An identical transcription of the records is required.

"""

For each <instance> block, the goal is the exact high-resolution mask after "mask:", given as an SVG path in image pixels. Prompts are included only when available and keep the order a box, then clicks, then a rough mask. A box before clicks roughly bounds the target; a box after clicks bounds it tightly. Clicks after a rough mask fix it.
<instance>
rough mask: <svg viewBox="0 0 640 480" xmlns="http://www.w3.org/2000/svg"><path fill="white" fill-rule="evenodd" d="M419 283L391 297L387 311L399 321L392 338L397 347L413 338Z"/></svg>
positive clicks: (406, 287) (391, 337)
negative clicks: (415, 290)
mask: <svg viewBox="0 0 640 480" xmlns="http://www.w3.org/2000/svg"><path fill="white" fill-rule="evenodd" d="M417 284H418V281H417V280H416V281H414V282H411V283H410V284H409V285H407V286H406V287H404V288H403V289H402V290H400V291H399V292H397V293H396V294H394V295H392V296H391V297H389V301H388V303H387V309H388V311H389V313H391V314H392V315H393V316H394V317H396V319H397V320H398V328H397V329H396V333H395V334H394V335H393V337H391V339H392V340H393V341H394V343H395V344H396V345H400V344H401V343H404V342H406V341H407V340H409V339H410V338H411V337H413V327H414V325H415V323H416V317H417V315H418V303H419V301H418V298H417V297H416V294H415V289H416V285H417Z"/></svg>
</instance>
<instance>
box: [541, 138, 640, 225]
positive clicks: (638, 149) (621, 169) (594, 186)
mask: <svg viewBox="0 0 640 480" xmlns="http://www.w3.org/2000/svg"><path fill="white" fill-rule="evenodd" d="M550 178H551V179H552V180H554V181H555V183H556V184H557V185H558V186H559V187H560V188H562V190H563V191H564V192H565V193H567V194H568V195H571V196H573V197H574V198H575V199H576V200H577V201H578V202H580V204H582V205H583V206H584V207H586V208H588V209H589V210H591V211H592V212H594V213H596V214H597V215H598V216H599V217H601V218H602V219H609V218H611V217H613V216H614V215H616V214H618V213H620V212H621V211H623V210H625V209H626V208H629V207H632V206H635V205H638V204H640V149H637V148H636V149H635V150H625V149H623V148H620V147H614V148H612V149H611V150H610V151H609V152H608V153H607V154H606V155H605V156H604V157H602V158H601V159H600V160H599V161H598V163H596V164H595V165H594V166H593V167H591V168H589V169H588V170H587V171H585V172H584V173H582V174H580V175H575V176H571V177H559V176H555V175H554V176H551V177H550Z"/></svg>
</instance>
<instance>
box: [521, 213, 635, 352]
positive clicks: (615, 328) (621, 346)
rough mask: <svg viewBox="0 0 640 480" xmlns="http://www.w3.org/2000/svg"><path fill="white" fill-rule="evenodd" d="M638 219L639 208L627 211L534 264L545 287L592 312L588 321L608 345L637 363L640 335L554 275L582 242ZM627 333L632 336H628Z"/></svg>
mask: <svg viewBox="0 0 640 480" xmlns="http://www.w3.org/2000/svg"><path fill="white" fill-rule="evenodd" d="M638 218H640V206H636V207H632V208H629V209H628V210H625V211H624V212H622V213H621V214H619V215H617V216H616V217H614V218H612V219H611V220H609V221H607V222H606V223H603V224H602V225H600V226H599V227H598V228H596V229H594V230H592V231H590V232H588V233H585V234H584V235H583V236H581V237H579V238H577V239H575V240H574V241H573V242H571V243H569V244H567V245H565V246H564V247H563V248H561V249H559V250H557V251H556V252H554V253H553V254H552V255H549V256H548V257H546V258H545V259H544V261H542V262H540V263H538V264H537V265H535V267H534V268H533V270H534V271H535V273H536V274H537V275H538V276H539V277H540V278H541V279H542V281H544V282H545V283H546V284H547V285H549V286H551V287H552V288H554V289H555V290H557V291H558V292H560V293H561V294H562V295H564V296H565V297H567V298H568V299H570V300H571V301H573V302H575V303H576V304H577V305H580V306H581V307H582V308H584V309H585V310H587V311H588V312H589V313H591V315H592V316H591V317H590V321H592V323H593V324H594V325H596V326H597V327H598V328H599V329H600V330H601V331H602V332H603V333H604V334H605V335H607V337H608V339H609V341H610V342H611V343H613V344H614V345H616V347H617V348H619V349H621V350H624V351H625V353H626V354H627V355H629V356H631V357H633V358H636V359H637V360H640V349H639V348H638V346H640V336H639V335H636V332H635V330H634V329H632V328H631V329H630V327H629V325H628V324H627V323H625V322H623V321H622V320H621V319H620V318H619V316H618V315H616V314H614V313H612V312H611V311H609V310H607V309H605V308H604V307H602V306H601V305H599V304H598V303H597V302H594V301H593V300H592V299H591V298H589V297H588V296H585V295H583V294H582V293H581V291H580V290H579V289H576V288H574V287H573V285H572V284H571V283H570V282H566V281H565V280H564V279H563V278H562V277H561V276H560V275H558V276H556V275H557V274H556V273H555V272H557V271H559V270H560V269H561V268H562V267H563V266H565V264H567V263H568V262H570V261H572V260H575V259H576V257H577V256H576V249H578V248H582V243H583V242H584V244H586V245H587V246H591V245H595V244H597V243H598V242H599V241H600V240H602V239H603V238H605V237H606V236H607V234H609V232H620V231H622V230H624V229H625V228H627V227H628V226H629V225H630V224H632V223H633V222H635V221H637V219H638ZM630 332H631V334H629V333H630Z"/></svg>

"""

> _Result of this task_
For each <instance> block, the goal is the exact high-resolution mask after "mask:", given as an SVG path in image pixels. Prompts are included only when available and keep the order a box, then clicks, then a rough mask. A box before clicks roughly bounds the target; a box after clicks bounds it tightly. Clicks after a rough mask fix it.
<instance>
rough mask: <svg viewBox="0 0 640 480" xmlns="http://www.w3.org/2000/svg"><path fill="white" fill-rule="evenodd" d="M419 283L391 297L387 311L399 321L392 338L397 347L413 338Z"/></svg>
positive clicks: (406, 287) (391, 337)
negative clicks: (415, 290)
mask: <svg viewBox="0 0 640 480" xmlns="http://www.w3.org/2000/svg"><path fill="white" fill-rule="evenodd" d="M417 284H418V281H417V280H416V281H414V282H411V283H410V284H409V285H407V286H406V287H404V288H403V289H402V290H400V291H399V292H397V293H396V294H394V295H392V296H391V297H389V301H388V303H387V309H388V311H389V313H391V314H392V315H393V316H394V317H396V319H397V320H398V328H397V329H396V333H395V334H394V335H393V337H391V339H392V340H393V341H394V343H395V344H396V345H400V344H401V343H404V342H406V341H407V340H409V339H410V338H411V337H413V327H414V325H415V323H416V317H417V315H418V303H419V301H418V298H417V297H416V294H415V289H416V285H417Z"/></svg>
</instance>
<instance>
box: [541, 138, 640, 225]
positive clicks: (638, 149) (621, 169) (594, 186)
mask: <svg viewBox="0 0 640 480" xmlns="http://www.w3.org/2000/svg"><path fill="white" fill-rule="evenodd" d="M550 178H551V179H552V180H554V181H555V183H556V184H557V185H558V186H559V187H560V188H562V190H563V191H564V192H565V193H567V194H568V195H571V196H573V197H574V198H575V199H576V200H577V201H578V202H580V204H582V205H583V206H584V207H586V208H588V209H589V210H591V211H592V212H594V213H596V214H597V215H598V216H599V217H601V218H602V219H609V218H611V217H613V216H614V215H616V214H618V213H620V212H621V211H623V210H625V209H626V208H629V207H632V206H635V205H638V204H640V149H637V148H636V149H635V150H625V149H623V148H620V147H614V148H612V149H611V150H610V151H609V152H608V153H607V154H606V155H605V156H604V157H602V158H601V159H600V160H599V161H598V163H596V164H595V165H594V166H593V167H591V168H589V169H588V170H587V171H585V172H584V173H582V174H580V175H575V176H571V177H559V176H555V175H554V176H551V177H550Z"/></svg>
</instance>
<instance>
box: [521, 213, 635, 352]
positive clicks: (615, 328) (621, 346)
rough mask: <svg viewBox="0 0 640 480" xmlns="http://www.w3.org/2000/svg"><path fill="white" fill-rule="evenodd" d="M638 219L639 208L627 211L534 264L545 287L592 312L588 321L608 345L637 363L640 335L554 275L582 242ZM627 333L632 336H628Z"/></svg>
mask: <svg viewBox="0 0 640 480" xmlns="http://www.w3.org/2000/svg"><path fill="white" fill-rule="evenodd" d="M638 218H640V206H636V207H632V208H629V209H628V210H625V211H624V212H622V213H621V214H619V215H617V216H616V217H614V218H612V219H611V220H609V221H607V222H606V223H603V224H602V225H600V226H599V227H598V228H596V229H594V230H592V231H590V232H588V233H585V234H584V235H583V236H581V237H579V238H577V239H575V240H574V241H573V242H571V243H569V244H567V245H565V246H564V247H563V248H561V249H559V250H557V251H556V252H554V253H553V254H552V255H549V256H548V257H546V258H545V259H544V261H542V262H540V263H538V264H537V265H535V267H534V268H533V270H534V271H535V273H536V274H537V275H538V276H539V277H540V278H541V279H542V281H544V282H545V283H546V284H547V285H549V286H551V287H552V288H554V289H555V290H557V291H558V292H560V293H561V294H562V295H564V296H565V297H567V298H568V299H570V300H571V301H573V302H575V303H576V304H577V305H580V306H581V307H582V308H584V309H585V310H587V311H588V312H589V313H591V315H592V316H591V317H590V321H592V323H593V324H594V325H596V326H597V327H598V328H599V329H600V330H601V331H602V332H603V333H604V334H605V335H607V337H608V339H609V341H610V342H611V343H613V344H614V345H616V347H617V348H619V349H621V350H624V351H625V353H626V354H627V355H629V356H631V357H633V358H636V359H637V360H640V349H639V348H638V346H640V336H639V335H636V332H635V330H634V329H632V328H631V329H630V327H629V325H628V324H627V323H625V322H623V321H622V320H621V319H620V318H619V316H618V315H616V314H614V313H612V312H611V311H609V310H607V309H605V308H604V307H602V306H601V305H599V304H598V303H597V302H594V301H593V300H592V299H591V298H589V297H588V296H585V295H583V294H582V293H581V291H580V290H579V289H576V288H574V287H573V285H572V284H571V283H570V282H566V281H565V280H564V279H563V278H562V277H561V276H560V275H558V276H556V275H557V274H556V273H555V272H557V271H559V270H560V269H561V268H562V267H563V266H565V264H567V263H568V262H570V261H572V260H575V259H576V257H577V256H576V249H578V248H582V243H583V242H584V244H586V245H587V246H591V245H595V244H597V243H598V242H599V241H600V240H602V239H603V238H605V237H606V236H607V234H609V232H620V231H622V230H624V229H625V228H627V227H628V226H629V225H630V224H632V223H633V222H635V221H637V219H638ZM630 332H631V334H629V333H630Z"/></svg>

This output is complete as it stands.